Desert Quill Quartet is a dynamic performer-composer collective featuring violin, viola, double bass, clarinet, and voices.
Dan Gonzalez (clarinet), Yvette Holzwarth (violin), Patrick Behnke (viola), and Ben Finley (double bass) are four performer-composers from diverse geographical and music backgrounds who co-founded Desert Quill Quartet in 2014. Their instrumentation opens an unplaceable and rich acoustic sonic palette—welcoming in improvisatory soundscapes, kinetic grooves, and personal/place-based compositions. Through multi-disciplinary collaborations, recordings, and live performances, you will hear cued in-the-moment sonic transformations that invite ears of all kinds into worlds that are playful, warm, expansive and deeply communicative. The Desert Quill Quartet—whether moving sound and space with dancers, soundtracking stop animations, or playing on mountain tops, in basements or in concert halls—sparks a fresh and a joyfully far-reaching ethos to contemporary music making and human connection.

◆ ◆ ◆

*WRITTEN TASKS:*
1. List every instrument or sound source the Desert Quill Quartet description names in its first sentence.
2. Based on the Desert Quill Quartet description, answer yes or no to each statement and quote the words that decide it: (a) The group was co-founded in 2014. (b) Patrick Behnke plays violin. (c) The group has created soundtracks for stop animations.
3. In the Desert Quill Quartet description, who plays double bass?

*RECORDS PROVIDED:*
◆ ◆ ◆

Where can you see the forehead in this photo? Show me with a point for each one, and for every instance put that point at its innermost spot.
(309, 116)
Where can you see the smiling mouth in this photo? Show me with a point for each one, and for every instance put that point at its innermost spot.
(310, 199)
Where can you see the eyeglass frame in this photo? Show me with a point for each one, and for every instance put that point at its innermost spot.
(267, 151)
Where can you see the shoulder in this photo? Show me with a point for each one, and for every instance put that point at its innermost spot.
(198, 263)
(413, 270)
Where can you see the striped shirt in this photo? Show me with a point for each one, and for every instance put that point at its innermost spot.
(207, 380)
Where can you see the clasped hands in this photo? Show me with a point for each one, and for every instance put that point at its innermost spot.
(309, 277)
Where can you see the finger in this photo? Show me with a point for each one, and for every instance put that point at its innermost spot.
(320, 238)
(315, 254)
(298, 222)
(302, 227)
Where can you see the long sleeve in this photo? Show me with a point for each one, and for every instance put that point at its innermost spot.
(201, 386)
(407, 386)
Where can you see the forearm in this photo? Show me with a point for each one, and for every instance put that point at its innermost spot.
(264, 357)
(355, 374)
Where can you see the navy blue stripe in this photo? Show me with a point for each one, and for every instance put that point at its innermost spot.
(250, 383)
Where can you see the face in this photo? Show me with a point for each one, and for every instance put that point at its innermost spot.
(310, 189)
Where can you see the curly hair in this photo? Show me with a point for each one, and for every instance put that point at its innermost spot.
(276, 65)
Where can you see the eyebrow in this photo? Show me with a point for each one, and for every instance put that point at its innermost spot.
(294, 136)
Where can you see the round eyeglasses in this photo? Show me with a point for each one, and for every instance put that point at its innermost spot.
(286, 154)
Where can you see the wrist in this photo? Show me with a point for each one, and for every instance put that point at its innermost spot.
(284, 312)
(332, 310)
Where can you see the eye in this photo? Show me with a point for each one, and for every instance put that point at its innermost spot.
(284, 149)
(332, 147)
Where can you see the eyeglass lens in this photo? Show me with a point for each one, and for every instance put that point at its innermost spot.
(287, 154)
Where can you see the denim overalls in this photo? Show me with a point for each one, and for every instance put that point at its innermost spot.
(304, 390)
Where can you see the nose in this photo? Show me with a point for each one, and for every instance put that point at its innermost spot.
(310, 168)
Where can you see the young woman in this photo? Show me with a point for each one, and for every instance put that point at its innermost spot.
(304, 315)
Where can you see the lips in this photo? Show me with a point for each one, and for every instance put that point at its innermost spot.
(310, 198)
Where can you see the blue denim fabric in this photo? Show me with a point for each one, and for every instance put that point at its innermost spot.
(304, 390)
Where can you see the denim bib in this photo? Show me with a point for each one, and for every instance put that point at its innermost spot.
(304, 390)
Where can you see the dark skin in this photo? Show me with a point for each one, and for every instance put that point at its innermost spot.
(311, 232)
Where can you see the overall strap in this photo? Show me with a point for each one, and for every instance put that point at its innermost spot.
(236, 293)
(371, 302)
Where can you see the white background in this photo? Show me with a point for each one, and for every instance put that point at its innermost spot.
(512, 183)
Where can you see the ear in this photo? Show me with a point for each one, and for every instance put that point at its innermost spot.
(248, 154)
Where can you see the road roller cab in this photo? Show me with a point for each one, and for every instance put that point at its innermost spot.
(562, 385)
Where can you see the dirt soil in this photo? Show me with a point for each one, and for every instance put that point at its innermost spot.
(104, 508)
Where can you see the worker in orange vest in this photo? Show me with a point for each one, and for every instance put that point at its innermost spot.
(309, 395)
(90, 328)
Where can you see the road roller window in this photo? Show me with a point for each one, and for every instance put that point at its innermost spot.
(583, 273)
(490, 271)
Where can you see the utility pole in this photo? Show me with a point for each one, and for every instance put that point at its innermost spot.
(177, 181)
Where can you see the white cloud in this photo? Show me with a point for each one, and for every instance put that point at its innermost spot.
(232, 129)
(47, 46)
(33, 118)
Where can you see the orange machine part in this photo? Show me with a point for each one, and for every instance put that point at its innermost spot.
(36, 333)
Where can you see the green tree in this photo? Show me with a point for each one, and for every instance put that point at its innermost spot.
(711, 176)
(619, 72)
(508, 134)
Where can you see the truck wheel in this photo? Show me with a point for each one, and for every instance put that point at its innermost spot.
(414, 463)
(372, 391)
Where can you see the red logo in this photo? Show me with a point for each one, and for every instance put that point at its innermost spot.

◆ ◆ ◆

*OUTPUTS FOR THE TASKS:*
1. Violin, viola, double bass, clarinet, voices

2.
(a) Yes: "co-founded Desert Quill Quartet in 2014"
(b) No: "Patrick Behnke (viola)"
(c) Yes: "soundtracking stop animations"

3. Ben Finley